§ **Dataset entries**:
+--

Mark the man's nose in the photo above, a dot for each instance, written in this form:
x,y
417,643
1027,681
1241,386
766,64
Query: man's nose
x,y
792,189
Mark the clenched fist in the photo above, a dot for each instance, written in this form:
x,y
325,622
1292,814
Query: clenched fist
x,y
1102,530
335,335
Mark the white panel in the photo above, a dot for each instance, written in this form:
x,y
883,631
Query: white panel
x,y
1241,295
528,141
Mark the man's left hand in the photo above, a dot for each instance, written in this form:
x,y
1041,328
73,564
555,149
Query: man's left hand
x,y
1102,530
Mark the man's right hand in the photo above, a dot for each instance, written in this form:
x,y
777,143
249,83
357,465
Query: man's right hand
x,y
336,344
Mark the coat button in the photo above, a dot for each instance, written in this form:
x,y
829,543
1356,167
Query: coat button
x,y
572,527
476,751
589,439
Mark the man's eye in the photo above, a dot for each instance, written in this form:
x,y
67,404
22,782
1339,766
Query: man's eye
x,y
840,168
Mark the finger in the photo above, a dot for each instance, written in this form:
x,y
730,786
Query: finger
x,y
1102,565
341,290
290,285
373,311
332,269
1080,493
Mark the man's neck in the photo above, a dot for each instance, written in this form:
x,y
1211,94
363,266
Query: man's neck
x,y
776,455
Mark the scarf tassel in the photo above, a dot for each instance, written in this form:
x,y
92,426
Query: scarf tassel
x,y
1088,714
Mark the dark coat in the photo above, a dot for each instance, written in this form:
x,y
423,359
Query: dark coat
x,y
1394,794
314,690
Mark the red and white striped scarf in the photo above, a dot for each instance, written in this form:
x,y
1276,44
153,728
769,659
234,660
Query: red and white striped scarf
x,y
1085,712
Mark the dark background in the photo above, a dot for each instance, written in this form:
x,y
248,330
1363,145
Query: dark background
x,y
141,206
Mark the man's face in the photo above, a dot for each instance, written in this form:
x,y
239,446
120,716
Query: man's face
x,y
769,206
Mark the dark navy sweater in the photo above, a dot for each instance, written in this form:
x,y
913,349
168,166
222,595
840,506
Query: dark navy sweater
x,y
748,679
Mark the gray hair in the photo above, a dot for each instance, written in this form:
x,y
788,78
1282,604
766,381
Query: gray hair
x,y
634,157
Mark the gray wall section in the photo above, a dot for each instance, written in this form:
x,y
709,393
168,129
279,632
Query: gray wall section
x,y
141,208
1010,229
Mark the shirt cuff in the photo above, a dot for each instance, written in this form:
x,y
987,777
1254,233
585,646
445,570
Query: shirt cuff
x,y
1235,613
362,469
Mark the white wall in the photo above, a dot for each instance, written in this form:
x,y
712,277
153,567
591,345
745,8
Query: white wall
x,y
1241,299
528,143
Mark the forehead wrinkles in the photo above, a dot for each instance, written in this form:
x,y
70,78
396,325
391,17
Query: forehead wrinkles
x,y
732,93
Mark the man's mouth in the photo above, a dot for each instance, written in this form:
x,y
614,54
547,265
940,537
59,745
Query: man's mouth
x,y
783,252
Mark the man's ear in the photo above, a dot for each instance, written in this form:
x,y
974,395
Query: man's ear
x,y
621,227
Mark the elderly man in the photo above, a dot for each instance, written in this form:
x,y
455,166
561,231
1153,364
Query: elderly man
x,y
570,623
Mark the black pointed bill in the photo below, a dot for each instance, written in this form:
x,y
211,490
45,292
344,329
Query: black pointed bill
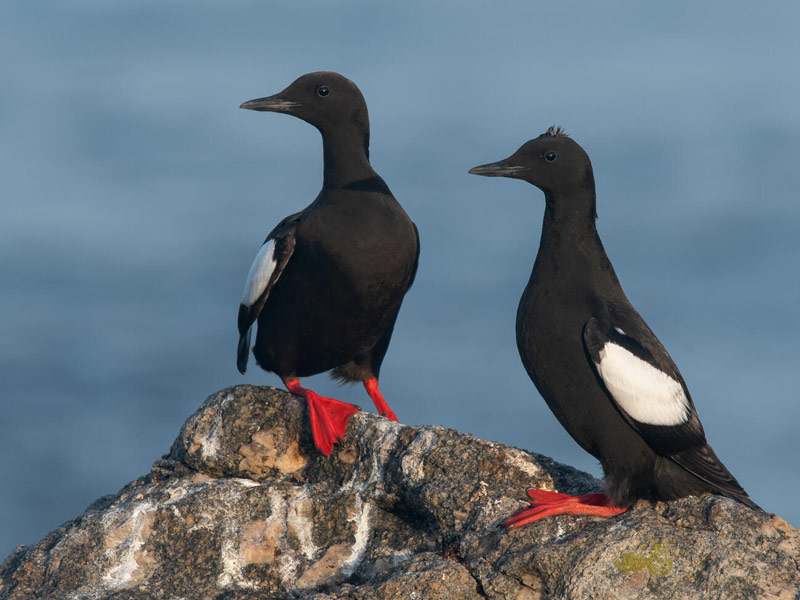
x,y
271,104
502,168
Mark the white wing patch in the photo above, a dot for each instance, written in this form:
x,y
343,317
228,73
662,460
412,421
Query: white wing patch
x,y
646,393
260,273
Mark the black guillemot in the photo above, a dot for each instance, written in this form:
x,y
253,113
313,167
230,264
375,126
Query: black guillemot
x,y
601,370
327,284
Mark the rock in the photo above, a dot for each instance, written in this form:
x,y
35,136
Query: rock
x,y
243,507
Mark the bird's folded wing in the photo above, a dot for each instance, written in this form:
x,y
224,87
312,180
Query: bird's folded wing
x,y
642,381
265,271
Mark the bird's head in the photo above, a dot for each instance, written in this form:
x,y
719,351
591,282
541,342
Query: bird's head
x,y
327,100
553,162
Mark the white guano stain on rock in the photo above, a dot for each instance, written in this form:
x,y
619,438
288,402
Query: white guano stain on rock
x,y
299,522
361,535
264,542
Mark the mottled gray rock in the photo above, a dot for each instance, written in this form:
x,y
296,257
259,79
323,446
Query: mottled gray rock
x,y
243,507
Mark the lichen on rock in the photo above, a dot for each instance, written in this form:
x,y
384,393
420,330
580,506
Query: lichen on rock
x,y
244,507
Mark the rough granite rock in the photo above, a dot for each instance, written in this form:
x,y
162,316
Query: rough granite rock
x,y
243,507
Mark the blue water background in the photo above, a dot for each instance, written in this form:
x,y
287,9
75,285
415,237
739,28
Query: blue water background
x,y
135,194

+--

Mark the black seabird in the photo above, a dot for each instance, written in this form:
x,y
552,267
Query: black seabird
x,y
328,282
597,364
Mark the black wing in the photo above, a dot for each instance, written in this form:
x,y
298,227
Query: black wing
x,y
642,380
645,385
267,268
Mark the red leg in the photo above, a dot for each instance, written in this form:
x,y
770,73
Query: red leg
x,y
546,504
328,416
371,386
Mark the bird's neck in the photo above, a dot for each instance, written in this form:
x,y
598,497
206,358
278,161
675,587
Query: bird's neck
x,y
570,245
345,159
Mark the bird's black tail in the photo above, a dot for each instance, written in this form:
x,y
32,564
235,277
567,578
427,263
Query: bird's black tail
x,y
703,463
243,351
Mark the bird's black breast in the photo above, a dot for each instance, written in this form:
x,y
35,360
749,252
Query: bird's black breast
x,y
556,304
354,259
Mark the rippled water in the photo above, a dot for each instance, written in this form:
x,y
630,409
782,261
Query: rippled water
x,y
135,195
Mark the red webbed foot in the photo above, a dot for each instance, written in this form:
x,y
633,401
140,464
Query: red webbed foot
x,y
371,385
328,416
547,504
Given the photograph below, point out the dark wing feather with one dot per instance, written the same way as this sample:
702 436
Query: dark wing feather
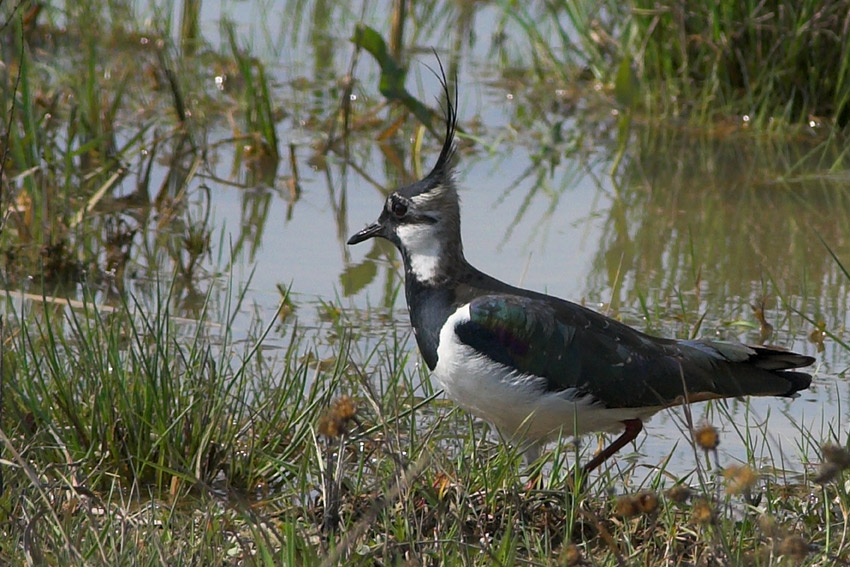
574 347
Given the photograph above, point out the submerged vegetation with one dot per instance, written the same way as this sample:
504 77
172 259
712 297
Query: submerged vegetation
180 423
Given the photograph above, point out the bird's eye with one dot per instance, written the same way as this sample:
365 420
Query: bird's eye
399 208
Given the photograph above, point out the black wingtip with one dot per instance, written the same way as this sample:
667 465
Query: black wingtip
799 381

+--

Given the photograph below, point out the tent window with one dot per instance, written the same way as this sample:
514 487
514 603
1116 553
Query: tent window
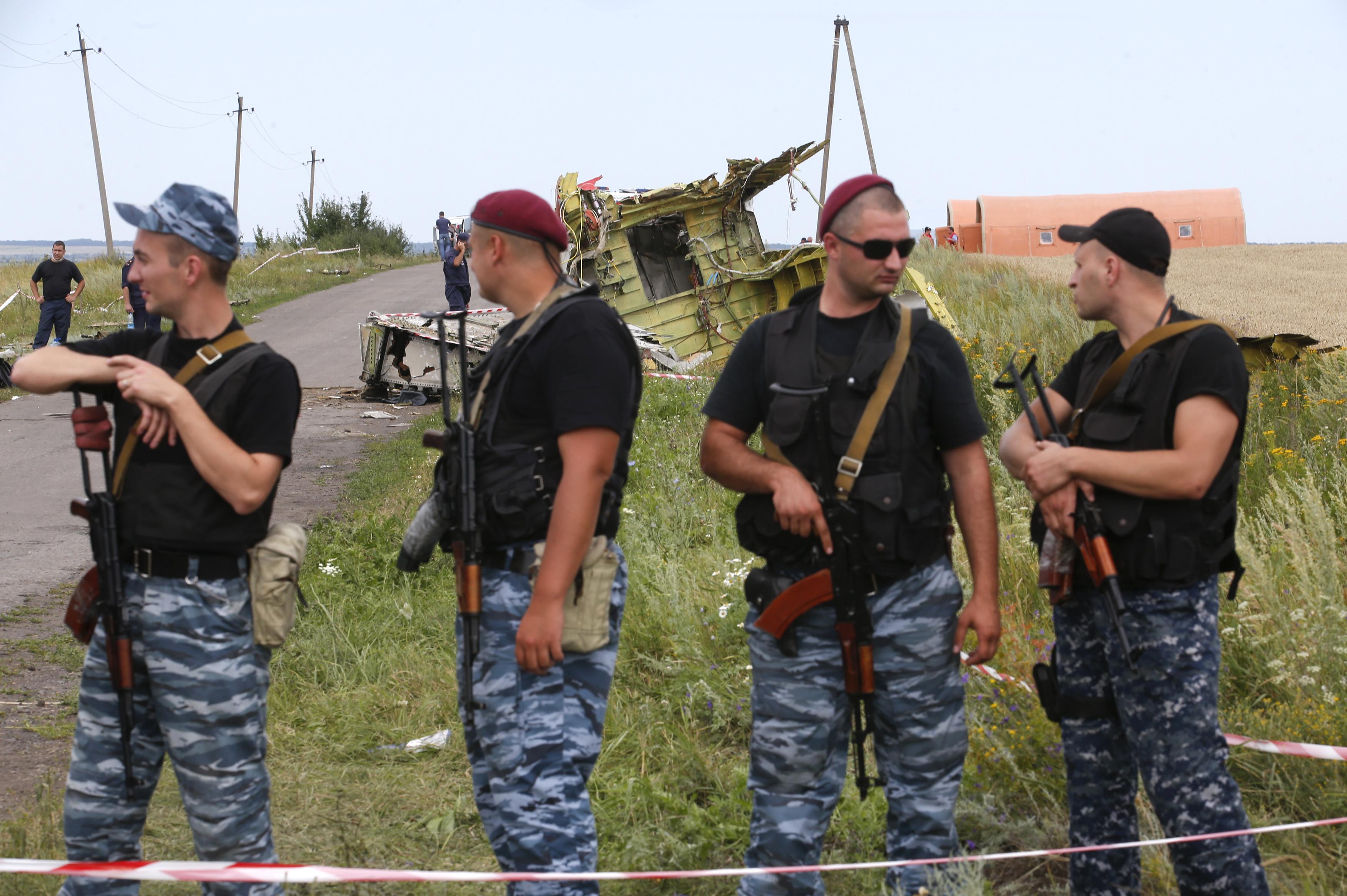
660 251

+--

§ **WORK INSTRUCTION**: Across all the records, find the lines containing the word "below" and reproduce each one.

§ **PROBLEM SOLUTION**:
Mark the black pointed bill in the photo below, a dot for each instance, written in this form:
Given the photograph below, point out the dark wing feather with one dot per instance, written the same way as this sample:
Given the photograph below, point out the tent window with one dot per instance, written the same way as this sample:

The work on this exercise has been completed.